| Phrase grounding data |
########################################
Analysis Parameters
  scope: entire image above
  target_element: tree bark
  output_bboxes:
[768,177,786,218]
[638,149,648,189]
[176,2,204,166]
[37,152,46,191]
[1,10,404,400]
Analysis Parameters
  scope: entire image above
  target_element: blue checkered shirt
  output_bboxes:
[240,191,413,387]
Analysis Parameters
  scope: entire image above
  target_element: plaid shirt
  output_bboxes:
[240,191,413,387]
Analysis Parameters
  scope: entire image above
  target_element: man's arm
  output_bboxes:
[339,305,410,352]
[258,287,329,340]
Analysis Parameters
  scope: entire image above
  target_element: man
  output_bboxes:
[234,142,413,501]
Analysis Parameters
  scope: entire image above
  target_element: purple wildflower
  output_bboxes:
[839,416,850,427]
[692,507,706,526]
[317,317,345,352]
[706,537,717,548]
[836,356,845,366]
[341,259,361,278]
########################################
| EXERCISE GOAL |
Copy every record above out again, word for word.

| TASK ANSWER |
Analysis Parameters
  scope: entire image above
  target_element: tree bark
  output_bboxes:
[768,177,786,218]
[638,149,648,189]
[176,2,204,166]
[37,152,46,191]
[1,10,404,400]
Analysis Parameters
  scope: entire image above
  target_element: blue checkered shirt
  output_bboxes:
[240,191,413,387]
Analysis Parameters
  scope: entire image above
  target_element: plaid shirt
  output_bboxes:
[240,191,413,387]
Analysis Parameters
  scope: entire image above
  target_element: man's arm
  output_bboxes:
[339,305,410,352]
[258,287,329,340]
Analysis Parameters
  scope: entire image above
  target_element: man
  output_bboxes:
[234,142,413,501]
Analysis Parameters
  scope: entire image above
  target_element: purple wildflower
  output_bboxes:
[839,416,850,427]
[692,507,706,526]
[317,317,345,352]
[706,537,717,548]
[836,356,845,366]
[341,259,361,278]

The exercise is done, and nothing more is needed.